TASK BRIEF: Render the lines below, from the one containing "The service SHOULD place a point on the interior" through the last line inclusive, as a JSON list of strings with one string per line and blank lines omitted.

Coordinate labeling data
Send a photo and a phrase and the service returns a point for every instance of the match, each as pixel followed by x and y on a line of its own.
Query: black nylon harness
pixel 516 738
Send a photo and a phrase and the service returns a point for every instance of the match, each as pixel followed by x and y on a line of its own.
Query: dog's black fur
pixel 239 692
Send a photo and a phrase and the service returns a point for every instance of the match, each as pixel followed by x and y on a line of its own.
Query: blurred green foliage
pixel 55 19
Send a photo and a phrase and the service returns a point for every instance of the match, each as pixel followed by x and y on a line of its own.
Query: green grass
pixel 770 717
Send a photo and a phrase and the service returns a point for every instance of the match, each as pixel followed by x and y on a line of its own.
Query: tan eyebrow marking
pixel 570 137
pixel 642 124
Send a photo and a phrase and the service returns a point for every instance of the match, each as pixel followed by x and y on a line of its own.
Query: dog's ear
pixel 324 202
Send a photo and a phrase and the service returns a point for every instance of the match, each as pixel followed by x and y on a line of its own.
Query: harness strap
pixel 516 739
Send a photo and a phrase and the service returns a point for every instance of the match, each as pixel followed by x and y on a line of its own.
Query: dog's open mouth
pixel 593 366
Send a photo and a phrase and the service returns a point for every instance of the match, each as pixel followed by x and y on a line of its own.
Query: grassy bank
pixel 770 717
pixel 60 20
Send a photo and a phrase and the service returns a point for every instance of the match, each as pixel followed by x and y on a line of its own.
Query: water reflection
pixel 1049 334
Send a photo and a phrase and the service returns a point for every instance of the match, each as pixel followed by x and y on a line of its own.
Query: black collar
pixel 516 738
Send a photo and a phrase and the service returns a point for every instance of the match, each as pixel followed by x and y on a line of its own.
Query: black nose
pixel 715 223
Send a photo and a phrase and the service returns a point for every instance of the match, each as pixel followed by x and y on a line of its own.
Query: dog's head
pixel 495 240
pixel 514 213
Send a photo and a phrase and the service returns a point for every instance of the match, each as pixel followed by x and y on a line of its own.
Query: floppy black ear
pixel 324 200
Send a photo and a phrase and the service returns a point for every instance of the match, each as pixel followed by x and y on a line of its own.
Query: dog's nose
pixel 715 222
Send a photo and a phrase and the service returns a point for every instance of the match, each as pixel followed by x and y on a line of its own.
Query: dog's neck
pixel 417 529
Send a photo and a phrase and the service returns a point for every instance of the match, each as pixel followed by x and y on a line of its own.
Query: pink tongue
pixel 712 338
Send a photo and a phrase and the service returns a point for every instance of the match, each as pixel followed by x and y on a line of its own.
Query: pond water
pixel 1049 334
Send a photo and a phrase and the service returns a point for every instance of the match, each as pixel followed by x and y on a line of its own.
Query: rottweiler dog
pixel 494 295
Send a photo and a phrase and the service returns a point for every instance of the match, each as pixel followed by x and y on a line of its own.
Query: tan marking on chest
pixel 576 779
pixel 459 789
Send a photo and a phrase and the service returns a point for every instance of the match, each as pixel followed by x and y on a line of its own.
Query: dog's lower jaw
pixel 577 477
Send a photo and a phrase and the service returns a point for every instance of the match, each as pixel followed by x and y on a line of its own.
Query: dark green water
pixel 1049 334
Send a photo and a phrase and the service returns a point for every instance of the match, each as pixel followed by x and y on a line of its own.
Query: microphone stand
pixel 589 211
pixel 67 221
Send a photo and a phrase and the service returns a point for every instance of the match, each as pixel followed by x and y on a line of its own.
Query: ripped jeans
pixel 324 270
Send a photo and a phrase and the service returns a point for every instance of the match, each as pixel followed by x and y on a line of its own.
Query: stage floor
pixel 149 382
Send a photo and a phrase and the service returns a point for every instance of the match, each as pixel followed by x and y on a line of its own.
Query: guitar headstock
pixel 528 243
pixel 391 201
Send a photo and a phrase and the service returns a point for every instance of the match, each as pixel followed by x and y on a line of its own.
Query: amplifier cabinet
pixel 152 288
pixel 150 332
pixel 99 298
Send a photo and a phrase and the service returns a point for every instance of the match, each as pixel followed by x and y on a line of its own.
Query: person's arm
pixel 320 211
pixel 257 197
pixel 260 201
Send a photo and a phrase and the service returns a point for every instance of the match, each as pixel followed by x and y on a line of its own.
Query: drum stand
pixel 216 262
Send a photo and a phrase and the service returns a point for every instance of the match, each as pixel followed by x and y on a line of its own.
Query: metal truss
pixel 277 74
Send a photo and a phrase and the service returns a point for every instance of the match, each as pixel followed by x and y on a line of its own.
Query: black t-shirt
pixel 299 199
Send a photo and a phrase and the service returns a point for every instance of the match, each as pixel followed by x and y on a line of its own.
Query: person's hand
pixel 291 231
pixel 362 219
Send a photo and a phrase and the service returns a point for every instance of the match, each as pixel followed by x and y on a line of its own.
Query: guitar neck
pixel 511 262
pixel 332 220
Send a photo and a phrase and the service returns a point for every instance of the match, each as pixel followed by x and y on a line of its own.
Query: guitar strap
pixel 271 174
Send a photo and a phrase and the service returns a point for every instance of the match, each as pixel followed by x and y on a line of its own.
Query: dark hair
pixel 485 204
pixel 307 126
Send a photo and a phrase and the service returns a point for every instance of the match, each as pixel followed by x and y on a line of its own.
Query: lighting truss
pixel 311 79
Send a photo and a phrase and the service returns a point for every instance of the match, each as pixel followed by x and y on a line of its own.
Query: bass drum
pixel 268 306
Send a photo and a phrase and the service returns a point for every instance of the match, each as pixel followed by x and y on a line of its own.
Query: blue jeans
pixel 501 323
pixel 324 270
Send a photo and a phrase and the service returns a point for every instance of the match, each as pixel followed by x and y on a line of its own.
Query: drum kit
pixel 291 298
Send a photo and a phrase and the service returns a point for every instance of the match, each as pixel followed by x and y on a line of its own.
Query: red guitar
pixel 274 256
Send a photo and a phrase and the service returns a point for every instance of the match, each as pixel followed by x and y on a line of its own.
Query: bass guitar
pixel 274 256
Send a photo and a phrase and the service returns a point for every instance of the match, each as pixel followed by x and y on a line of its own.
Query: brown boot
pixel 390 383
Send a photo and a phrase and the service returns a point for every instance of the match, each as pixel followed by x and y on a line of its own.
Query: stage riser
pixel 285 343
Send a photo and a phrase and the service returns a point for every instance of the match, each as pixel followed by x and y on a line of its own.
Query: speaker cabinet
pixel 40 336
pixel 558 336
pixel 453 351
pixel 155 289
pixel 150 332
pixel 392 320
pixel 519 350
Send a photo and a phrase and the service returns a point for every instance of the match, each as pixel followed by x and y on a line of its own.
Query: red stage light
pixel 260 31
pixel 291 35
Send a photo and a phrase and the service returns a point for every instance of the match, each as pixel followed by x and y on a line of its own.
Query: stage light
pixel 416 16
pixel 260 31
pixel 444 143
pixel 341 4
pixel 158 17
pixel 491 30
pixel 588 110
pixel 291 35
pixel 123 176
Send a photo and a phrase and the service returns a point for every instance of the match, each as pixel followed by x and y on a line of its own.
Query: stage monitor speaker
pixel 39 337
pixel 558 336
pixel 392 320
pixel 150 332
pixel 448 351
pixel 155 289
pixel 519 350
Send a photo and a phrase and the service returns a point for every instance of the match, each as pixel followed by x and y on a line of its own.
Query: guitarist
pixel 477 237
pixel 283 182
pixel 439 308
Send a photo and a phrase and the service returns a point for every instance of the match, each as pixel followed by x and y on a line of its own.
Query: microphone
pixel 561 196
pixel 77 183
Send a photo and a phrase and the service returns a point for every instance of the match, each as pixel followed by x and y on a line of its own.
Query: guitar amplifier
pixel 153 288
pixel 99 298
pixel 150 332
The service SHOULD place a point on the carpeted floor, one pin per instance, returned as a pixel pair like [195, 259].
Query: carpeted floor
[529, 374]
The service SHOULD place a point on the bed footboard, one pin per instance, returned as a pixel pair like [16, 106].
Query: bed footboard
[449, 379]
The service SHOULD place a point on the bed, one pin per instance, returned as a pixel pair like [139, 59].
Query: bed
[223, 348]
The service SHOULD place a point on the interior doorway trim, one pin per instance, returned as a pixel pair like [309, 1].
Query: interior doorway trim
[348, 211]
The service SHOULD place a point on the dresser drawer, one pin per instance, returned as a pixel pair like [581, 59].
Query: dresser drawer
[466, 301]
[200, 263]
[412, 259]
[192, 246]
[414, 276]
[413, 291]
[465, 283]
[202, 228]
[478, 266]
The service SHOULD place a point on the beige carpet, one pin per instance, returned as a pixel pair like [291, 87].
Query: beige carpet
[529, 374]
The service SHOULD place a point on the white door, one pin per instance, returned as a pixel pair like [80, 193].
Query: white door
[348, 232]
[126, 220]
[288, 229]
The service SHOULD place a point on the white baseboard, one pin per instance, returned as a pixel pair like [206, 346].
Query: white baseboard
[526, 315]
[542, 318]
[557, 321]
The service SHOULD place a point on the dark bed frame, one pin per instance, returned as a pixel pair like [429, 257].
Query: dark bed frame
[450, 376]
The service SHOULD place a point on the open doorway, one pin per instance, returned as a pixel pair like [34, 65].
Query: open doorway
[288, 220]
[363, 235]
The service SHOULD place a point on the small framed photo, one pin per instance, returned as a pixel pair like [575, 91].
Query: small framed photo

COMPLETE ANSWER:
[
  "The service SHOULD place a point on the interior doorway trim, one pin per instance, returned as a pixel pair like [309, 1].",
  "Query: interior doorway trim",
  "[348, 211]",
  "The service SHOULD place a point on the dresser drawer, one pin per instance, returned as a pixel pair like [581, 59].",
  "Query: dresser drawer",
  "[466, 301]",
  "[200, 263]",
  "[412, 259]",
  "[192, 246]",
  "[414, 276]",
  "[413, 291]",
  "[465, 283]",
  "[202, 228]",
  "[478, 266]",
  "The service SHOULD place a point on the beige carpet, one pin per instance, returned as a pixel pair like [291, 87].",
  "Query: beige carpet",
  "[529, 374]",
  "The service SHOULD place a point on the white door, one pin per instance, returned as a pixel pair like [80, 193].",
  "Query: white door",
  "[348, 232]",
  "[126, 220]",
  "[288, 229]",
  "The service SHOULD place a point on the white baseboard, one pin per instance, returned as a pixel pair like [206, 346].",
  "Query: white baseboard",
  "[526, 315]",
  "[542, 318]",
  "[557, 321]",
  "The service SHOULD place a point on the dark bed frame, one pin per instance, returned as a pixel pair like [429, 257].",
  "Query: dark bed frame",
  "[450, 376]",
  "The service SHOULD place a point on the open doorway, one pin per instance, returned as a pixel pair like [34, 65].",
  "Query: open doorway",
  "[288, 220]",
  "[363, 235]",
  "The service SHOULD place a point on the small framed photo, one pin per instance, returned as a pixel pair like [575, 91].",
  "Query: small framed photo"
]